■ Try it: This exercise needs the complete data reproduced exactly.

--- Records provided ---

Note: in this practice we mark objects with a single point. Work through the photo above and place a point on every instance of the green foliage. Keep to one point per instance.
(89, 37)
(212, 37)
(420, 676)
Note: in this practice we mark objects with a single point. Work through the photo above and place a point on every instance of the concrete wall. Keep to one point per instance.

---

■ Written solution:
Note: in this practice we mark objects with a single point. Work through the photo above and place a point on every instance of the green foliage. Keep to one point per instance.
(89, 37)
(212, 37)
(420, 676)
Note: in this practice we mark objects with a single point. Work through the photo above and place a point on every instance of the concrete wall. Keep to one point per instance.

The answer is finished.